# [Supplied text]
┏━━

Inaccurate Hard drive capacity

M

m hood

I just bought a 120gb Western Digital hard drive and
Windows XP doesn't seem to see the entire drive. Only sees
111GB in the disk management window. It is a slave drive.




Any solutions would be great.
 
B

Billy

Bruce Chambers said:
Greetings --

Windows is accurately reporting the true size of your hard drive.

1 Kb = 1024 bytes
1 Mb = 1024 Kb = 1,048,576 bytes
1 Gb = 1024 Mb = 1,073,741,824 bytes

111 x 1,073,741,824 = 119,185,342,464 bytes, which your hard
drive's manufacturer is rounding off and calling 120 Gb. This is a
common marketing ploy (trying to assign an even 1,000,000,000 bytes to
the gigabyte) used by hard drive manufacturers to make their products
seem a bit larger than they really are.

When you can correctly explain this, which isn't a marketing ploy ("oh, conspiracy theorist"), maybe you can truly explain this another time! Look at your capacity on your drive, and I bet it has more bytes than advertised (as you so put it).
 
B

Billy

Bruce Chambers said:
Greetings --

I have correctly explained it. Is elementary mathematics not one
of your strong suits?

LOL!

┗━━

# [Exercise objective]
In the hard drive capacity thread, how many gigabytes does Windows XP show in the disk management window for the new 120GB Western Digital drive?

# [Provided material]

┏━━

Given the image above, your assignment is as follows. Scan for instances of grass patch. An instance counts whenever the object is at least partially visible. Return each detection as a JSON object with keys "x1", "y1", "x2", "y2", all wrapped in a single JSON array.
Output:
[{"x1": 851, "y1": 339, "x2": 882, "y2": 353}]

┗━━

# [Correct output]
111GB.